DOCUMENT TEXT ▸
"""

Through some trial and error, I discovered that there’s 335,116 comments on r/tampabaylightning which date as far back as May 5th, 2010, which brings me to the first interesting point. It’s fairly common knowledge that Jon Cooper is the most tenured coach in the NHL, but it’s interesting that he’s been the coach for 2/3rds of the subreddit’s exisitence. It’s probably safe to say that Cooper is the only head coach that many of the the subreddit’s users may have seen in action.

Anyways, we’ll do a pull of all of the existing comments with the following… Actually, lets get the posts, too, while we’re at it (Trial and Error tells me that there were 27106 posts):

c <- get_comment_reddit("tampabaylightning", n = 335112)
d <- get_r_reddit("tampabaylightning", n = 27106)
# c <- get_comment_reddit("tampabaylightning", n = 5000)
# d <- get_r_reddit("tampabaylightning", n = 3000)

That took a few minutes, but the job got done. Let’s have a look at the general distribution of comments and posts over time.

ggplot() + geom_density(data = c, aes(x = created_utc, color = 'Comments')) + geom_density(data = d, aes(created_utc, color = 'Posts')) + geom_vline(aes(xintercept = as.POSIXct('2013-03-25'), color = 'Cooper Hired')) + 
  scale_x_datetime(breaks = c(as.POSIXct('2010-01-01'), as.POSIXct('2020-01-01')), date_breaks = '1 year', date_labels = "%Y")

Those peaks clearly mark the playoffs and really show the activity drop during the failure-to-launch of the 16-17 season, but the early-exit of the 18-19 season is masked by the activity behind the wildly-successful regular season.

e <- c %>% filter(str_detect(tolower(body), 'fire coop'))
f <- d %>% filter(str_detect(tolower(title), 'fire coop'))
c <- c %>% mutate(fc_y = case_when(str_detect(tolower(body), 'fire coop') == T ~ 1,
                                   TRUE ~ 0),
                  date = as.Date(created_utc, 'EST'),
                  year = year(date))

There is apparently only 266 comments and 15 posts that include the string “fire coop”, which I find crazy because it seems like every post-game thread has been absolutely spammed with that statement for the last year.

"""

SET PROBLEM A ▸ Identify every line in the records below that contains the string "metal", and copy each of those lines.

DATA FOR THIS TASK ▸
"""

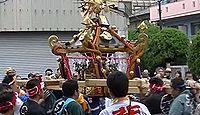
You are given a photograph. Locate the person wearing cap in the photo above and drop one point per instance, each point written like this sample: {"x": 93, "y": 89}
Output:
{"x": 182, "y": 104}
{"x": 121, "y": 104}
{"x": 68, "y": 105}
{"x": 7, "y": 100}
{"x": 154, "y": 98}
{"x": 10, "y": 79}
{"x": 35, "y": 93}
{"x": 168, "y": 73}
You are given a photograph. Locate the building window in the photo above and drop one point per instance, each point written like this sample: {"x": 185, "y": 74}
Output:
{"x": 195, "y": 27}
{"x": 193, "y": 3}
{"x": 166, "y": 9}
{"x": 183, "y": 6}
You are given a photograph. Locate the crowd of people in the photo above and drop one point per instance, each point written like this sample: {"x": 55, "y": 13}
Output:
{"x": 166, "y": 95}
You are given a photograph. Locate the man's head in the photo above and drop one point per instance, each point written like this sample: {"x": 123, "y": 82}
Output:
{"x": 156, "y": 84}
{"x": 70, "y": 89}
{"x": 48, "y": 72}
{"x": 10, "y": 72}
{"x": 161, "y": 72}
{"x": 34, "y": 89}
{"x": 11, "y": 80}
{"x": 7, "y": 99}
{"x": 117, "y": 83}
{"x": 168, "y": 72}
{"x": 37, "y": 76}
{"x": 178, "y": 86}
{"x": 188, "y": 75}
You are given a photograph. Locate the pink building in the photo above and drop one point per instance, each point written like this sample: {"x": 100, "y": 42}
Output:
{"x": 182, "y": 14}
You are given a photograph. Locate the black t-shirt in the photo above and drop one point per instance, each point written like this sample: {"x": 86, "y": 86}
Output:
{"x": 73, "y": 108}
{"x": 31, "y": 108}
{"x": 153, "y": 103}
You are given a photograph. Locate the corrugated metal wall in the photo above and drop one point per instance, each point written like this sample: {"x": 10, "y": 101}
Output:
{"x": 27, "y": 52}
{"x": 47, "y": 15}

"""
"""

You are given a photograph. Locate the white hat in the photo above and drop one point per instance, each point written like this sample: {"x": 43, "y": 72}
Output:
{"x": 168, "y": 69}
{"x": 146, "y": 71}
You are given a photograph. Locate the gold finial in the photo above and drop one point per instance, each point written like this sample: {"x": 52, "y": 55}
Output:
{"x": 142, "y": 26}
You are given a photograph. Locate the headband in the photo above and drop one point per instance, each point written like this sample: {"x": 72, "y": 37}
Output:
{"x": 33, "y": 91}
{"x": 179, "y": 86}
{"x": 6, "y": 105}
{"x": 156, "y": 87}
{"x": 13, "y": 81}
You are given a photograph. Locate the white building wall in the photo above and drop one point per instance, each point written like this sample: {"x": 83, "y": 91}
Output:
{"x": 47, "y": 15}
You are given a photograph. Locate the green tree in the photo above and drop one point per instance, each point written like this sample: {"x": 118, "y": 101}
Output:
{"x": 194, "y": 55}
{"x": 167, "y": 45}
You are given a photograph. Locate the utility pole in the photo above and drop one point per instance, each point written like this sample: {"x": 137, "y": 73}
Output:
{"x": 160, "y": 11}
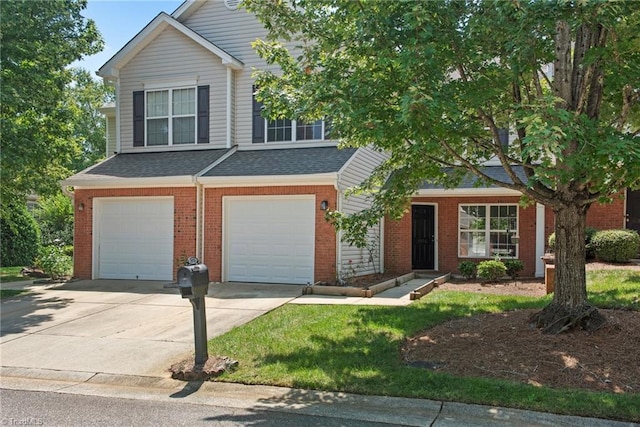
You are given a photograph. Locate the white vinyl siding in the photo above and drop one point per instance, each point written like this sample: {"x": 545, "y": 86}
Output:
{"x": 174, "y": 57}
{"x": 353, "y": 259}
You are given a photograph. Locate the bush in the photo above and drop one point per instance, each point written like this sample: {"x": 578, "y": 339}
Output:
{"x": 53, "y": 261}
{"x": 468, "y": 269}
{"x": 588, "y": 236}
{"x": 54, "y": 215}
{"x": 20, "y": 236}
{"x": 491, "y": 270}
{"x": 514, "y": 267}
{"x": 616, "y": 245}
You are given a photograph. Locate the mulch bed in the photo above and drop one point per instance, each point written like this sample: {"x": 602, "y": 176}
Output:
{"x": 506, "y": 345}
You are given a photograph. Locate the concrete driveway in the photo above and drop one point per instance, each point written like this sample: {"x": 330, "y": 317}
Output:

"""
"""

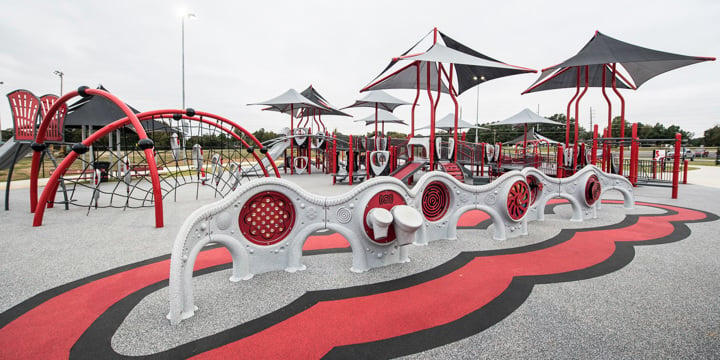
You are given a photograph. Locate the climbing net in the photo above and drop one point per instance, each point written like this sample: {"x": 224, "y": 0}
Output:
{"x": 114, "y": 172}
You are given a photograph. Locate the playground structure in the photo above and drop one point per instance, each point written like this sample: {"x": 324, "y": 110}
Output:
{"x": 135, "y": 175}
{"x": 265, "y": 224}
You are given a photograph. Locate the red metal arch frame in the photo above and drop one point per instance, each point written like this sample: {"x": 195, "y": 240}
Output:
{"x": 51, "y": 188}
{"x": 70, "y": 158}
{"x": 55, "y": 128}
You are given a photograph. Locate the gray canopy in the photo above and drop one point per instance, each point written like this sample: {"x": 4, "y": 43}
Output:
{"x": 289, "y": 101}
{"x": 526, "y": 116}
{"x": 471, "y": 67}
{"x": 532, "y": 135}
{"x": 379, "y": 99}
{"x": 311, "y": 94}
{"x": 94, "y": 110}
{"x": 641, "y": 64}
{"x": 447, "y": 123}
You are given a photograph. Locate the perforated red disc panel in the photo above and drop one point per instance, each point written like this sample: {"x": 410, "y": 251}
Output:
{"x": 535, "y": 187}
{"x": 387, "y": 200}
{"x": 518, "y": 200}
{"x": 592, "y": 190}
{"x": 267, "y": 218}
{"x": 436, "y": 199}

"""

SET PROBLEM B ▸ According to the text about the Tampa Bay Lightning subreddit, how many comments and how many posts include the string "fire coop"?

WRITTEN ANSWER A ▸
You are given a photograph. Locate the corrugated metal wall in the photo above and drop one point per instance, each point written like this sample: {"x": 10, "y": 101}
You are given a photograph. Locate the red metal arch frame in the photo above and drop one point per instance, each point written like this sample: {"x": 195, "y": 240}

WRITTEN ANSWER B ▸ 266 comments and 15 posts.